Exercise 1:
Write out the part of the passage on mainstream economists that opens with the words containing "It should come" and closes with "of the Cabinet.".

Text:
------------------------------------------------------------

Think of the legions of mainstream economists who have lined up over the years to claim a monopoly on the truth concerning a wide variety of policies, from restricting minimum wages and approving NAFTA to deregulating finance and voting no on Brexit. They are the ones who have aligned themselves with the interests of economic and political elites and who, in the name of expertise, have attempted to trump democratic, public discussion of important economic issues.
It should come as no surprise, then, that mainstream economists—such as Harvard’s Sendhil Mullainathan—are so concerned that economists have been demoted within the new Trump administration. The horror! The chairperson of the Council of Economic Advisers is not going to be a member of the Cabinet.

------------------------------------------------------------

Information given:
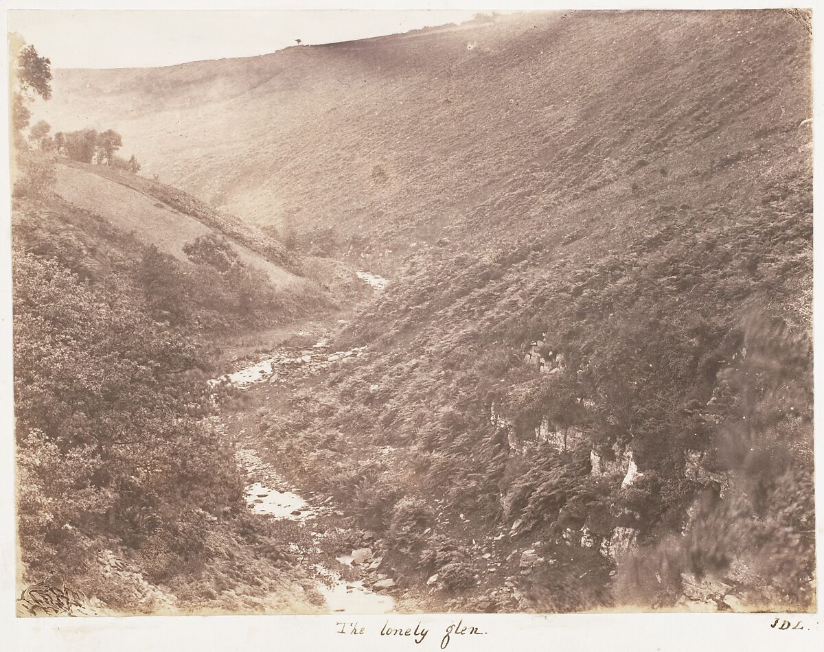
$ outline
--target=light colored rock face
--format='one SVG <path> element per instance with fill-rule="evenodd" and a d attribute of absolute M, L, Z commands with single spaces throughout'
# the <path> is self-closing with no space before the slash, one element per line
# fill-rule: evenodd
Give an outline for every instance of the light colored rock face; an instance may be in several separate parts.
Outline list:
<path fill-rule="evenodd" d="M 358 548 L 352 551 L 353 564 L 366 564 L 372 559 L 372 548 Z"/>
<path fill-rule="evenodd" d="M 595 536 L 586 525 L 581 528 L 581 547 L 594 547 Z"/>
<path fill-rule="evenodd" d="M 543 333 L 539 339 L 531 342 L 523 356 L 523 362 L 527 366 L 534 369 L 541 374 L 556 374 L 564 370 L 564 356 L 556 351 L 544 351 L 546 354 L 545 357 L 541 355 L 541 351 L 545 348 L 546 342 L 544 338 L 546 333 Z"/>
<path fill-rule="evenodd" d="M 380 291 L 385 290 L 386 286 L 389 285 L 389 281 L 382 277 L 377 276 L 377 274 L 371 274 L 368 272 L 355 272 L 355 276 L 358 277 L 364 283 L 368 283 L 372 290 L 376 291 Z"/>
<path fill-rule="evenodd" d="M 498 405 L 489 407 L 489 422 L 499 430 L 506 430 L 509 448 L 516 454 L 524 454 L 539 444 L 546 444 L 555 450 L 564 451 L 577 446 L 584 440 L 583 432 L 574 426 L 559 428 L 545 417 L 535 427 L 534 437 L 517 433 L 514 421 L 500 412 Z M 531 433 L 530 433 L 531 434 Z"/>
<path fill-rule="evenodd" d="M 521 553 L 521 561 L 518 562 L 518 566 L 521 568 L 531 568 L 537 561 L 538 553 L 534 549 L 530 548 Z"/>
<path fill-rule="evenodd" d="M 606 455 L 600 454 L 595 450 L 592 450 L 589 454 L 589 462 L 592 467 L 591 475 L 596 477 L 618 475 L 626 476 L 626 473 L 630 469 L 628 451 L 620 450 L 616 446 L 612 447 L 612 451 L 615 454 L 612 459 Z"/>
<path fill-rule="evenodd" d="M 638 543 L 638 530 L 634 528 L 618 527 L 612 531 L 610 539 L 609 557 L 617 560 L 630 552 Z"/>
<path fill-rule="evenodd" d="M 691 482 L 709 487 L 715 484 L 719 497 L 723 498 L 729 491 L 729 475 L 708 471 L 705 466 L 706 454 L 700 450 L 687 450 L 684 454 L 684 477 Z"/>

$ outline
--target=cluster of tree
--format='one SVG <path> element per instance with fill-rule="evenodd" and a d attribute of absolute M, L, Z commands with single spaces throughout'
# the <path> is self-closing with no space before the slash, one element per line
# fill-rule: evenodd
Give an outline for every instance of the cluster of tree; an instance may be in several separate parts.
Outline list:
<path fill-rule="evenodd" d="M 54 136 L 49 134 L 50 131 L 51 125 L 45 120 L 36 123 L 29 131 L 30 144 L 40 151 L 53 151 L 82 163 L 111 165 L 132 173 L 140 170 L 140 164 L 133 154 L 128 160 L 117 156 L 117 151 L 123 146 L 123 138 L 114 129 L 57 132 Z"/>
<path fill-rule="evenodd" d="M 12 130 L 15 144 L 24 143 L 23 129 L 29 126 L 31 111 L 28 105 L 35 95 L 51 97 L 51 61 L 37 54 L 34 45 L 26 45 L 17 34 L 9 37 L 12 60 L 17 65 L 12 70 Z"/>
<path fill-rule="evenodd" d="M 23 131 L 31 119 L 29 105 L 37 95 L 43 100 L 51 98 L 51 61 L 38 54 L 34 45 L 26 45 L 16 34 L 10 38 L 10 49 L 17 62 L 12 70 L 12 127 L 15 145 L 21 151 L 26 147 Z M 114 129 L 58 132 L 54 136 L 50 132 L 51 125 L 39 121 L 30 129 L 29 144 L 41 151 L 54 151 L 84 163 L 114 165 L 133 173 L 140 170 L 133 154 L 128 161 L 116 156 L 123 139 Z"/>

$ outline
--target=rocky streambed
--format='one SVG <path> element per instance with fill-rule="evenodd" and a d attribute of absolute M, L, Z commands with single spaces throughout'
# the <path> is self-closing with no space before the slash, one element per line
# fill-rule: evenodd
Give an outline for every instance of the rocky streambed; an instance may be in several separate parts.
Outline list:
<path fill-rule="evenodd" d="M 368 272 L 358 277 L 374 290 L 386 287 L 388 282 Z M 270 352 L 261 360 L 250 362 L 231 373 L 211 381 L 213 385 L 229 384 L 241 390 L 252 390 L 263 384 L 293 382 L 295 375 L 311 375 L 339 367 L 363 355 L 365 347 L 349 351 L 332 351 L 325 338 L 305 348 L 283 348 Z M 218 431 L 227 435 L 228 423 L 215 417 Z M 335 613 L 386 613 L 394 610 L 395 599 L 386 593 L 395 586 L 391 578 L 380 573 L 381 558 L 371 548 L 340 551 L 335 562 L 322 555 L 321 546 L 328 536 L 328 523 L 344 513 L 326 500 L 312 504 L 302 497 L 269 462 L 261 456 L 259 445 L 243 429 L 236 433 L 235 459 L 243 471 L 247 483 L 244 493 L 246 506 L 261 519 L 288 519 L 310 530 L 310 545 L 293 543 L 293 552 L 299 557 L 303 570 L 316 581 L 316 588 L 323 596 L 329 612 Z M 321 524 L 323 524 L 321 526 Z M 340 532 L 332 527 L 332 531 Z M 349 579 L 346 579 L 346 577 Z M 363 576 L 358 576 L 363 575 Z M 356 579 L 352 579 L 355 576 Z"/>

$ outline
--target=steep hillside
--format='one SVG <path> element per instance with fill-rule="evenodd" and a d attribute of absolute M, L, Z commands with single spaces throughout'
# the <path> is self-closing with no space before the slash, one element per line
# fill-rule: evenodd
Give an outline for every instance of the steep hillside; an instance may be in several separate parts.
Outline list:
<path fill-rule="evenodd" d="M 389 277 L 243 426 L 401 590 L 808 610 L 809 58 L 782 12 L 524 14 L 65 71 L 46 117 Z"/>
<path fill-rule="evenodd" d="M 811 114 L 787 95 L 808 83 L 798 30 L 775 12 L 527 14 L 251 59 L 59 71 L 45 117 L 110 123 L 163 179 L 260 224 L 331 225 L 375 253 L 477 241 L 582 210 L 624 221 L 692 189 L 749 201 L 743 169 L 767 174 L 783 153 L 765 142 Z"/>
<path fill-rule="evenodd" d="M 243 263 L 265 272 L 273 286 L 303 282 L 284 266 L 283 246 L 255 227 L 221 216 L 169 186 L 128 172 L 57 159 L 54 192 L 71 203 L 97 213 L 112 226 L 188 263 L 183 249 L 209 235 L 228 237 Z M 248 245 L 247 245 L 248 244 Z"/>

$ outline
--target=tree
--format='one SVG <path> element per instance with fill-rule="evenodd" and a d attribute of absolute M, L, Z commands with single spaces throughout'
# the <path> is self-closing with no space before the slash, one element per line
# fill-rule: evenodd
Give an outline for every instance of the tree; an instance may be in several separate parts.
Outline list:
<path fill-rule="evenodd" d="M 12 126 L 15 131 L 16 144 L 25 147 L 22 130 L 29 126 L 31 111 L 27 101 L 39 95 L 44 100 L 51 98 L 51 62 L 37 54 L 34 45 L 26 45 L 16 34 L 9 38 L 12 60 L 17 60 L 12 79 Z"/>
<path fill-rule="evenodd" d="M 113 129 L 106 129 L 97 136 L 95 142 L 95 153 L 97 155 L 97 165 L 102 165 L 105 161 L 107 165 L 111 165 L 115 152 L 123 145 L 120 134 Z"/>
<path fill-rule="evenodd" d="M 65 134 L 66 156 L 73 161 L 91 163 L 97 151 L 97 132 L 82 129 Z"/>
<path fill-rule="evenodd" d="M 51 61 L 37 54 L 34 45 L 23 48 L 17 57 L 17 83 L 21 92 L 51 99 Z"/>
<path fill-rule="evenodd" d="M 29 132 L 29 140 L 36 145 L 38 149 L 45 149 L 44 143 L 49 131 L 51 131 L 51 125 L 45 120 L 40 120 Z"/>

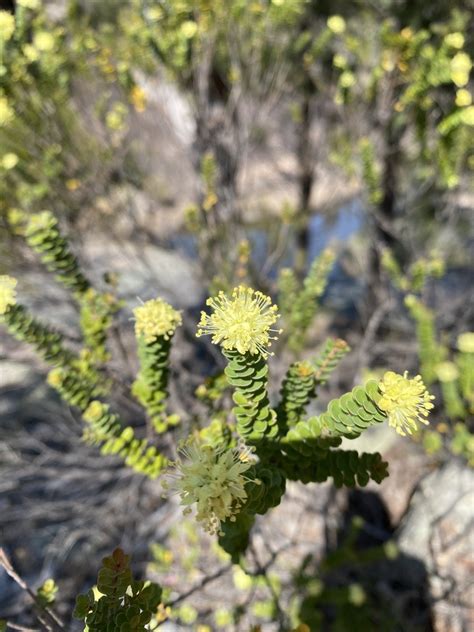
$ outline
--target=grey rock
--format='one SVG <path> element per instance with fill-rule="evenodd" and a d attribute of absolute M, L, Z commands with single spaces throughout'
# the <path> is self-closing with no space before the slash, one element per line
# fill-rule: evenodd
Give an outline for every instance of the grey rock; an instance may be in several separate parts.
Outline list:
<path fill-rule="evenodd" d="M 426 571 L 436 632 L 464 632 L 474 621 L 474 471 L 453 460 L 426 476 L 410 503 L 397 540 L 413 585 Z M 416 570 L 418 569 L 418 571 Z"/>

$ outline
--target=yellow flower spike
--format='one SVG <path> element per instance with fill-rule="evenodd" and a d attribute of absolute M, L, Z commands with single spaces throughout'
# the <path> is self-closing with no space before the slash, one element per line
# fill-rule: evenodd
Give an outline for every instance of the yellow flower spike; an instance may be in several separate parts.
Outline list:
<path fill-rule="evenodd" d="M 250 450 L 216 449 L 190 440 L 179 453 L 164 489 L 181 497 L 185 514 L 196 505 L 196 520 L 205 531 L 220 534 L 221 523 L 235 521 L 247 500 L 246 483 L 259 482 L 245 474 L 252 467 Z"/>
<path fill-rule="evenodd" d="M 158 336 L 165 340 L 171 338 L 176 328 L 181 325 L 181 312 L 168 305 L 161 298 L 155 298 L 136 307 L 135 334 L 143 336 L 145 342 L 153 342 Z"/>
<path fill-rule="evenodd" d="M 0 11 L 0 41 L 8 42 L 15 32 L 15 18 L 8 11 Z"/>
<path fill-rule="evenodd" d="M 382 397 L 377 406 L 387 413 L 389 425 L 402 437 L 413 434 L 418 422 L 429 423 L 425 417 L 433 408 L 434 396 L 427 391 L 420 375 L 409 378 L 407 371 L 403 375 L 387 371 L 379 389 Z"/>
<path fill-rule="evenodd" d="M 33 46 L 41 53 L 51 52 L 56 45 L 54 35 L 48 31 L 38 31 L 33 36 Z"/>
<path fill-rule="evenodd" d="M 474 331 L 465 331 L 460 334 L 457 343 L 461 353 L 474 353 Z"/>
<path fill-rule="evenodd" d="M 0 127 L 6 127 L 15 116 L 13 108 L 8 103 L 8 99 L 0 96 Z"/>
<path fill-rule="evenodd" d="M 88 423 L 94 423 L 99 421 L 99 419 L 107 412 L 106 404 L 103 404 L 98 399 L 92 400 L 89 406 L 84 411 L 82 417 L 84 421 Z"/>
<path fill-rule="evenodd" d="M 346 30 L 346 21 L 340 15 L 331 15 L 327 19 L 327 26 L 336 35 L 341 35 Z"/>
<path fill-rule="evenodd" d="M 1 164 L 6 171 L 10 171 L 10 169 L 14 169 L 17 166 L 19 160 L 16 154 L 9 152 L 2 156 Z"/>
<path fill-rule="evenodd" d="M 459 52 L 454 55 L 450 62 L 451 80 L 458 88 L 463 88 L 469 81 L 472 61 L 467 53 Z"/>
<path fill-rule="evenodd" d="M 15 305 L 17 283 L 16 279 L 7 274 L 0 275 L 0 314 L 4 314 L 10 305 Z"/>
<path fill-rule="evenodd" d="M 136 112 L 144 112 L 146 110 L 146 95 L 143 88 L 140 88 L 140 86 L 133 86 L 130 92 L 130 103 L 133 105 Z"/>
<path fill-rule="evenodd" d="M 452 48 L 462 48 L 464 46 L 464 35 L 456 31 L 456 33 L 448 33 L 444 38 L 445 43 Z"/>
<path fill-rule="evenodd" d="M 269 355 L 268 347 L 277 338 L 270 334 L 280 334 L 282 330 L 272 328 L 280 315 L 268 296 L 240 285 L 233 290 L 231 298 L 221 291 L 206 304 L 213 313 L 201 312 L 198 337 L 211 335 L 214 344 L 241 354 Z"/>

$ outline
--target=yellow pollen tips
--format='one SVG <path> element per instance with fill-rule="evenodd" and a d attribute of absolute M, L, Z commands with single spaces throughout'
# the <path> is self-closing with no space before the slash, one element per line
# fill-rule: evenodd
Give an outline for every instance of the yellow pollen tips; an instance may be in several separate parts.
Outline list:
<path fill-rule="evenodd" d="M 221 523 L 234 521 L 247 500 L 246 483 L 256 482 L 245 474 L 252 467 L 250 451 L 216 449 L 191 440 L 179 452 L 165 489 L 180 496 L 184 513 L 196 505 L 196 520 L 208 533 L 221 533 Z"/>
<path fill-rule="evenodd" d="M 6 274 L 0 275 L 0 314 L 16 303 L 17 280 Z"/>
<path fill-rule="evenodd" d="M 206 304 L 211 314 L 201 312 L 197 336 L 211 335 L 214 344 L 241 354 L 269 355 L 268 347 L 281 330 L 272 328 L 279 318 L 278 307 L 268 296 L 240 285 L 231 298 L 224 292 L 209 298 Z"/>
<path fill-rule="evenodd" d="M 181 313 L 168 305 L 161 298 L 147 301 L 133 310 L 135 316 L 135 334 L 143 336 L 145 342 L 153 342 L 163 336 L 171 338 L 176 328 L 181 325 Z"/>
<path fill-rule="evenodd" d="M 417 375 L 409 378 L 407 371 L 398 375 L 387 371 L 379 383 L 382 397 L 378 407 L 387 413 L 388 423 L 403 437 L 418 430 L 418 423 L 428 424 L 426 417 L 433 408 L 433 395 Z"/>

------------------------------------------------------------

Exercise 2:
Return each line of the records above that includes the string "grey".

Exercise solution 1:
It should come as no surprise, then, that mainstream economists—such as Harvard’s Sendhil Mullainathan—are so concerned that economists have been demoted within the new Trump administration. The horror! The chairperson of the Council of Economic Advisers is not going to be a member of the Cabinet.

Exercise solution 2:
--target=grey rock
Give an outline for every instance of the grey rock; an instance may be in several separate parts.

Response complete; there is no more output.